● Written exercise
Report every line of the listing below that contains the string "point". Case counts.

===== Dataset rows

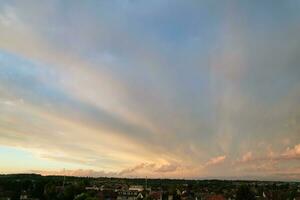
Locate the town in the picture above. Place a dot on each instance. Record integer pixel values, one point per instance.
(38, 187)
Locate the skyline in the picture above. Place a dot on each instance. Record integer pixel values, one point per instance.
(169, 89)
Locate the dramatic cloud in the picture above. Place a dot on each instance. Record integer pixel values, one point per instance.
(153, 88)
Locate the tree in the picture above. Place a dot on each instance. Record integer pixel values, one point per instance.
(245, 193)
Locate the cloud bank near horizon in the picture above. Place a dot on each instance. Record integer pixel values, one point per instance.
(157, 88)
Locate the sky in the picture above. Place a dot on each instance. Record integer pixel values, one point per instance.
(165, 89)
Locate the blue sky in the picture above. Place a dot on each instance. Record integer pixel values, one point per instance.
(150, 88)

==========
===== Dataset rows

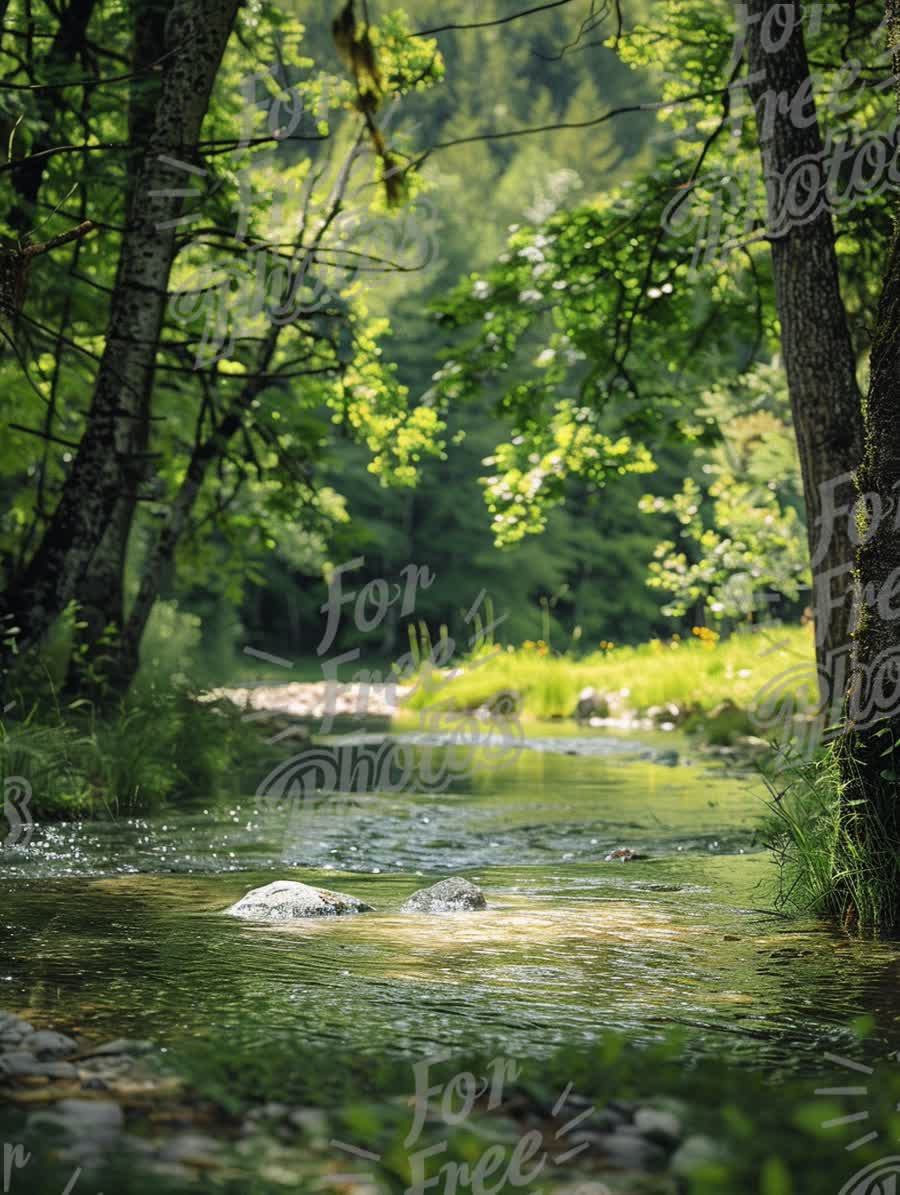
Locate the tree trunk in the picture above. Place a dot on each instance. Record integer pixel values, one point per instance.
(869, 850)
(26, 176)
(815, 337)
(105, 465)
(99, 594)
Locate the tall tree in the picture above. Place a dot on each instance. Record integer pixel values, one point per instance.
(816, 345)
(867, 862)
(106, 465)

==========

● Solution to this task
Locate the town in the picture above. Place a dot on each instance. Record integer pixel values, one point per instance.
Locate the skyline in the picture above. Place a dot on each instance. Record integer pixel values, one point per instance.
Locate the dramatic cloud in the picture above. Place a dot on each instance. Record integer pixel values, one point per instance.
Locate the tree in the picture above. Place a dot on each instance. Record integer pixel values, one point per instance.
Locate the cloud bank near horizon in the picture above. Place a dot on each instance. Record integer pixel values, one point per instance.
Locate the sky in the picture above. Place a dot on each instance. Record integer pixel values, one point per instance.
Locate the blue sky in the picture above. Place a dot on each instance. Record integer pixel values, one point per instance.
Locate the tree trunk in the picture above. Place a dot on each instance. Record integer pixel values, one point per instance.
Locate the tall tree in the picture above. Place a dot on each instance. Record integer pixel values, one point per instance.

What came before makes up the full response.